> **Point labeling dataset excerpts**:
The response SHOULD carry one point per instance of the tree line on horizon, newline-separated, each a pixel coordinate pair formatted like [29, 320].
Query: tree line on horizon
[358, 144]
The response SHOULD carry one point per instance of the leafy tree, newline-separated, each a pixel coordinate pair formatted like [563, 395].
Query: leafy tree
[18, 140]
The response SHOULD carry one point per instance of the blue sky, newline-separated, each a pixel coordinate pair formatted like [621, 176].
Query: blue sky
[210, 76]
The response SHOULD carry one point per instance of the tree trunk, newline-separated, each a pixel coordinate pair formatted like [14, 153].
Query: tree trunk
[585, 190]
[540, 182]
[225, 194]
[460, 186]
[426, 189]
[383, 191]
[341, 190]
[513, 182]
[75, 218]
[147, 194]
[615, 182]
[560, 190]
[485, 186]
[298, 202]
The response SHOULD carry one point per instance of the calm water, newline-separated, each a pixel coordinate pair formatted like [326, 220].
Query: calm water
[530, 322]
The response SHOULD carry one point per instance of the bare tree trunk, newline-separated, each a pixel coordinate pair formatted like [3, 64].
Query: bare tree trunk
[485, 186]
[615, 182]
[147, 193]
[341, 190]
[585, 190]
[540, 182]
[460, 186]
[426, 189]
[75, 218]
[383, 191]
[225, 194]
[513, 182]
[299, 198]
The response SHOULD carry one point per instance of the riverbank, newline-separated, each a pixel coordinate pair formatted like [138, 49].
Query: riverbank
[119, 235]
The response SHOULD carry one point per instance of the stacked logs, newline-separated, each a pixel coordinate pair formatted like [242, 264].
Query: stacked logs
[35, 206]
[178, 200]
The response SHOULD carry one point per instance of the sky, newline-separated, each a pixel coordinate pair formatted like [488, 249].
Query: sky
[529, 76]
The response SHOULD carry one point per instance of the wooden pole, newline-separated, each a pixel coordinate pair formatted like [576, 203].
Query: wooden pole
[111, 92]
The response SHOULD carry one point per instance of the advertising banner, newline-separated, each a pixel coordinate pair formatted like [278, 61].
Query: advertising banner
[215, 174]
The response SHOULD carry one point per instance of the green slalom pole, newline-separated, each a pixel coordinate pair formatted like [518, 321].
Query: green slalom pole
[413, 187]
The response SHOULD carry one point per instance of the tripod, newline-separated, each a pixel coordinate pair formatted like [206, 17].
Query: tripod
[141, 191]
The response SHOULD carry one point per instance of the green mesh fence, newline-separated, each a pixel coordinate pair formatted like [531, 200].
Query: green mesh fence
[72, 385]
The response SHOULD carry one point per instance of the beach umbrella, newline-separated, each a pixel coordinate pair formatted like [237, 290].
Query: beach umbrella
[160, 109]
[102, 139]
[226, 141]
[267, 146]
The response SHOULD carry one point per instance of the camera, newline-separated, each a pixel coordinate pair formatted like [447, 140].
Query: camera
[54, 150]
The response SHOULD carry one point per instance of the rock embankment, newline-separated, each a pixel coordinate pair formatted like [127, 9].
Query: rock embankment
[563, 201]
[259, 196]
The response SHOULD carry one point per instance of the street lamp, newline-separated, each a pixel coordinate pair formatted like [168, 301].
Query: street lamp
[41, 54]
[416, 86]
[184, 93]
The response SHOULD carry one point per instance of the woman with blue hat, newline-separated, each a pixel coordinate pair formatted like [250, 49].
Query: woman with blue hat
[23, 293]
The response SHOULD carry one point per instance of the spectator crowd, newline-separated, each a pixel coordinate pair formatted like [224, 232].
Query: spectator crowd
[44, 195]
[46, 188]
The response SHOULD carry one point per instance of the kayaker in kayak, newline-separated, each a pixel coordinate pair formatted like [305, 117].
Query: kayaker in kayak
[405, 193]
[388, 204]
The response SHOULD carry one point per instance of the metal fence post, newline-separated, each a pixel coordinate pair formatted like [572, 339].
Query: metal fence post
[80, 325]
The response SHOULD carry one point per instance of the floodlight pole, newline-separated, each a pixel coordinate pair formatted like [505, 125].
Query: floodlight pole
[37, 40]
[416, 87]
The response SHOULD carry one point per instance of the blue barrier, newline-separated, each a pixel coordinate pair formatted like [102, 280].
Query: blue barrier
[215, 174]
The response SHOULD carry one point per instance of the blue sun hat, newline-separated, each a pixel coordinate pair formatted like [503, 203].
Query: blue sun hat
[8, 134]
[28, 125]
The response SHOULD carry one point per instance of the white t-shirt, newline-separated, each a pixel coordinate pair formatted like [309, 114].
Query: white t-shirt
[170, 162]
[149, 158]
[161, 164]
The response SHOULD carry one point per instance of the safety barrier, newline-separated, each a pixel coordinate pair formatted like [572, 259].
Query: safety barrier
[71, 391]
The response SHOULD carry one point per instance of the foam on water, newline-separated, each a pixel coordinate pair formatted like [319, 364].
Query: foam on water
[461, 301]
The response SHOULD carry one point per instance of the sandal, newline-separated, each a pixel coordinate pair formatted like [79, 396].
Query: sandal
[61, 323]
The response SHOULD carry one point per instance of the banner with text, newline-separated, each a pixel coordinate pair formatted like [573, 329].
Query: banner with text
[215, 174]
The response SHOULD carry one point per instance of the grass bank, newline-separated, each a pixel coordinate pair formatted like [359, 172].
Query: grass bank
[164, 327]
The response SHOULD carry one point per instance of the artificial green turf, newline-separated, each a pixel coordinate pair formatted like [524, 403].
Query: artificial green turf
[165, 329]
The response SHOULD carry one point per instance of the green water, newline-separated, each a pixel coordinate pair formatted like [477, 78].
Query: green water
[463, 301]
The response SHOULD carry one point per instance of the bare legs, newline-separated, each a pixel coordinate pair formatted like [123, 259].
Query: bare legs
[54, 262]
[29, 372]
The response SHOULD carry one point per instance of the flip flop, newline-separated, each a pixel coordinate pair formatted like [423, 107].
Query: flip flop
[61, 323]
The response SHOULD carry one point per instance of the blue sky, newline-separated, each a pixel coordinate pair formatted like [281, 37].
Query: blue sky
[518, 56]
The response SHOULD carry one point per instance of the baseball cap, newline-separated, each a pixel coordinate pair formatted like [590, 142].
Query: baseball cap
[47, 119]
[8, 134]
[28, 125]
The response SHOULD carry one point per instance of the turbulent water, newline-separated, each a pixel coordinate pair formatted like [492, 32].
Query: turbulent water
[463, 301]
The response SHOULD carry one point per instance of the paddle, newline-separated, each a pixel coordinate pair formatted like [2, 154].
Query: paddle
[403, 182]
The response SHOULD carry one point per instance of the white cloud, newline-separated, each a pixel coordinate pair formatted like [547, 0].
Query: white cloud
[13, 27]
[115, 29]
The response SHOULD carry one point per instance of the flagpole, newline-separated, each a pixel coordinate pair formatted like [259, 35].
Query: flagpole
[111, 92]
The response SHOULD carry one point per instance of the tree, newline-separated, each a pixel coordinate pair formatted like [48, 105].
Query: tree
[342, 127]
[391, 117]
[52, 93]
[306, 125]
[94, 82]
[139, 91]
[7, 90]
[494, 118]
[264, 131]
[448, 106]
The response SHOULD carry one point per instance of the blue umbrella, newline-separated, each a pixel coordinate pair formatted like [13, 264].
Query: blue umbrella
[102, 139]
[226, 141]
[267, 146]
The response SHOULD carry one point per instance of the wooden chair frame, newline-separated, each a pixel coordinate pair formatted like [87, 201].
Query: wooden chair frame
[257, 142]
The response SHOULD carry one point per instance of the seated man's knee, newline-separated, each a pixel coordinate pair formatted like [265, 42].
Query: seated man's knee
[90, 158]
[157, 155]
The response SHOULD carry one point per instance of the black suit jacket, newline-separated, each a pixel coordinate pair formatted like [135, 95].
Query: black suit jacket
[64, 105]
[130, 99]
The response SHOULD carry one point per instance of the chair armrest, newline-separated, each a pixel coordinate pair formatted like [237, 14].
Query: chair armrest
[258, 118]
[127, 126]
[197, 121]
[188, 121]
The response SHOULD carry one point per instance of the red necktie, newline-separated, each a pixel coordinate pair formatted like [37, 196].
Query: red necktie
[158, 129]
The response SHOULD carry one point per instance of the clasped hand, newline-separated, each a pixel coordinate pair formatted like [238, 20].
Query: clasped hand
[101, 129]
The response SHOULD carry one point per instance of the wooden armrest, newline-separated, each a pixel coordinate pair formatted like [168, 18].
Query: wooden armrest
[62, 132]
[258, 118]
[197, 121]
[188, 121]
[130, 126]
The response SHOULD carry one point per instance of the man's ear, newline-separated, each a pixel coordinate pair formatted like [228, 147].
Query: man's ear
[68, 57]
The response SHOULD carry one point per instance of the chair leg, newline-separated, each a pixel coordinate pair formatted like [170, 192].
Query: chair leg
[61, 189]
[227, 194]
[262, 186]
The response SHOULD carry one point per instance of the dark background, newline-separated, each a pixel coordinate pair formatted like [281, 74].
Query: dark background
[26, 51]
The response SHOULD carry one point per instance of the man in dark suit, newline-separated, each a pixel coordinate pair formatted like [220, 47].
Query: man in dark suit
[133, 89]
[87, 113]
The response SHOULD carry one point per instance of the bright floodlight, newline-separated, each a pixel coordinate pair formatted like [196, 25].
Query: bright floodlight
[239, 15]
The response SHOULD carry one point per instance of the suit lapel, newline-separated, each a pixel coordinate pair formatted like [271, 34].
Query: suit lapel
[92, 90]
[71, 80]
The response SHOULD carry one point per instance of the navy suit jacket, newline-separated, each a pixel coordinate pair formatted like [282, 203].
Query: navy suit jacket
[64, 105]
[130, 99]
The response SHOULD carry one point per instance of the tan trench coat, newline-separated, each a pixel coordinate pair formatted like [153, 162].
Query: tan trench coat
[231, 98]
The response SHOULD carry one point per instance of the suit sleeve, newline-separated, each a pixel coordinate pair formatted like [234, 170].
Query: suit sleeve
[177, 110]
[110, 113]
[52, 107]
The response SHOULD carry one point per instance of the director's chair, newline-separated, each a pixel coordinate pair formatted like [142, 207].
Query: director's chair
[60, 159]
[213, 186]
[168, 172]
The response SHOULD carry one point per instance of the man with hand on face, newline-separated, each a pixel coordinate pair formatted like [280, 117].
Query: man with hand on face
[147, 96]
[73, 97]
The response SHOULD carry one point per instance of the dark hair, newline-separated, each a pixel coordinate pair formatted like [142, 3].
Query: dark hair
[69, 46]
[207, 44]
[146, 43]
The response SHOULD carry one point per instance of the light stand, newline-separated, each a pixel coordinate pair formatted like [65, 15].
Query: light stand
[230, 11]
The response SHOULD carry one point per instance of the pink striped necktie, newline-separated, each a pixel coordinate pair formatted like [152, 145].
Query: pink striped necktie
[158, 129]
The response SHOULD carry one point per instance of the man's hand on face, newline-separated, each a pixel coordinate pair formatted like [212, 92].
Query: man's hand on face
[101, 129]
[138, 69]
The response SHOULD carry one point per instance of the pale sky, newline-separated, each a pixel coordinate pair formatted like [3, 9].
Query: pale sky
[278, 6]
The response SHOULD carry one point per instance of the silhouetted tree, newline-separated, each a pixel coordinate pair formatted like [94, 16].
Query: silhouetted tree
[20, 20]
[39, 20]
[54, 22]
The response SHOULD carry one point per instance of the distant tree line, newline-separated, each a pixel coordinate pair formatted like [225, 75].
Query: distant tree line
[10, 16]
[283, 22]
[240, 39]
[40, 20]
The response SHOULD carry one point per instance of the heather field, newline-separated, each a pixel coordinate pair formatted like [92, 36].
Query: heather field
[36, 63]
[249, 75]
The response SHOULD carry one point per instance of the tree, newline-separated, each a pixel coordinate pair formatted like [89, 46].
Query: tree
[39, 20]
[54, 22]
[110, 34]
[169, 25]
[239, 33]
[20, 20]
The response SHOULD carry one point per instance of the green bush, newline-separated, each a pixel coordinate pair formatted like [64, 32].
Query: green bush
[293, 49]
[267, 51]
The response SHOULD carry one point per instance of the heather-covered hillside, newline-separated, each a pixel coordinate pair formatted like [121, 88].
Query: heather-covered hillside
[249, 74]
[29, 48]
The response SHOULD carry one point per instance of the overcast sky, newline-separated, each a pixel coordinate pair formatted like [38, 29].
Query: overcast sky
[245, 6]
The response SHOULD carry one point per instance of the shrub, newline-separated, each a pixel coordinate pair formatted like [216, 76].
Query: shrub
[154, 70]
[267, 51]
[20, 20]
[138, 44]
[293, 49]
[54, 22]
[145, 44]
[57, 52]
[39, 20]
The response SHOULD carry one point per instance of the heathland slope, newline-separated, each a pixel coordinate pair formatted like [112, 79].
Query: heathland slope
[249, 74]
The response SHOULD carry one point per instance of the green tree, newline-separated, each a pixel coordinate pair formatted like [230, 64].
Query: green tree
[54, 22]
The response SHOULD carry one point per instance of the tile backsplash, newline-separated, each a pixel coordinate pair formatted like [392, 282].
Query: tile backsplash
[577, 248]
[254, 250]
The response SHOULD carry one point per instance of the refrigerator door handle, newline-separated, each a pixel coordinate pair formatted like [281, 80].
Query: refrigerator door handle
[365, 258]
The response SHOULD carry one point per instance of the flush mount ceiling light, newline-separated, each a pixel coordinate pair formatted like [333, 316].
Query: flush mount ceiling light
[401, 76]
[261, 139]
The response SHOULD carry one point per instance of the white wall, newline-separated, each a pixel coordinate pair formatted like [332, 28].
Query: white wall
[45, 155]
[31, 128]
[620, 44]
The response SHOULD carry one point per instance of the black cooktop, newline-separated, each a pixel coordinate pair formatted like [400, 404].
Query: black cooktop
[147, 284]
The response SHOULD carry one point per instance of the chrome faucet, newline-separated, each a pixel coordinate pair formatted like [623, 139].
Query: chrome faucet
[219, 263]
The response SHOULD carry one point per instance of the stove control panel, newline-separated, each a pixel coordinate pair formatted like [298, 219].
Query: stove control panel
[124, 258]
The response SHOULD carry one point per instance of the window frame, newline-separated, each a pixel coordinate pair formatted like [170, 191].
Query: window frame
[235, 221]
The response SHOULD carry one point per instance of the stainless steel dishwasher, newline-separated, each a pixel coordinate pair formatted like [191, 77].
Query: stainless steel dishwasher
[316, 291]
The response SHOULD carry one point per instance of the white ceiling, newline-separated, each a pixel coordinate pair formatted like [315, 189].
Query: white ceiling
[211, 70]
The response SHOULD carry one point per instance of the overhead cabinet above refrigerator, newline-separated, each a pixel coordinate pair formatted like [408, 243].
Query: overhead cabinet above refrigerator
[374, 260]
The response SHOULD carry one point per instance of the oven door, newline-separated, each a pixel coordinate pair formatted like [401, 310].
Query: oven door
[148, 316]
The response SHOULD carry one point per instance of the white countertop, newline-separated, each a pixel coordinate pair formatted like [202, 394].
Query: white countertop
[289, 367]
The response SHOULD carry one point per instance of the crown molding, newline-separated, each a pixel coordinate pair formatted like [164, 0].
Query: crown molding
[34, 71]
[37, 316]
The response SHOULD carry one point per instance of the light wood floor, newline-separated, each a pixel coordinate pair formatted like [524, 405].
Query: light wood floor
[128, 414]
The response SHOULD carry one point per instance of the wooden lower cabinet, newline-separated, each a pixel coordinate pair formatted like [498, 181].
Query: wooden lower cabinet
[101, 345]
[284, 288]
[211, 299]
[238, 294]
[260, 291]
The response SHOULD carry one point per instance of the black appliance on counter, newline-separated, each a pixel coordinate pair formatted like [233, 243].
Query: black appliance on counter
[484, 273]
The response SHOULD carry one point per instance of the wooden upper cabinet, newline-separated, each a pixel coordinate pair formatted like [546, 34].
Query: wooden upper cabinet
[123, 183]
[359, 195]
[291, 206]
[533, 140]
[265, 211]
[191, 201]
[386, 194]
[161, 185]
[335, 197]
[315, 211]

> **Problem details**:
In the entries above, take the line containing "like [524, 405]." and each later line through the last, and repeat them exactly. Output nothing else.

> **Solved problem**:
The response SHOULD carry one point per instance of the light wood floor, newline-separated, each a pixel coordinate pair formatted like [524, 405].
Query: light wood floor
[128, 414]
The response SHOULD carry one point per instance of the wooden lower cabinet, newline-separated, each a pixel coordinate pair formatted like [498, 181].
Query: wooden lower cabinet
[101, 345]
[284, 288]
[211, 299]
[238, 294]
[260, 291]
The response SHOULD carry one point per instance of the black appliance on counter, newline-separated, each a pixel coordinate pair formatted like [233, 243].
Query: black appliance on counter
[484, 273]
The response SHOULD carry one point per instance of the wooden upper cabinet, newline-separated, each a pixel coordinate pair formatted like [546, 34].
Query: wooden upper cabinet
[123, 183]
[359, 195]
[291, 206]
[533, 140]
[265, 211]
[191, 201]
[386, 194]
[161, 185]
[335, 197]
[315, 211]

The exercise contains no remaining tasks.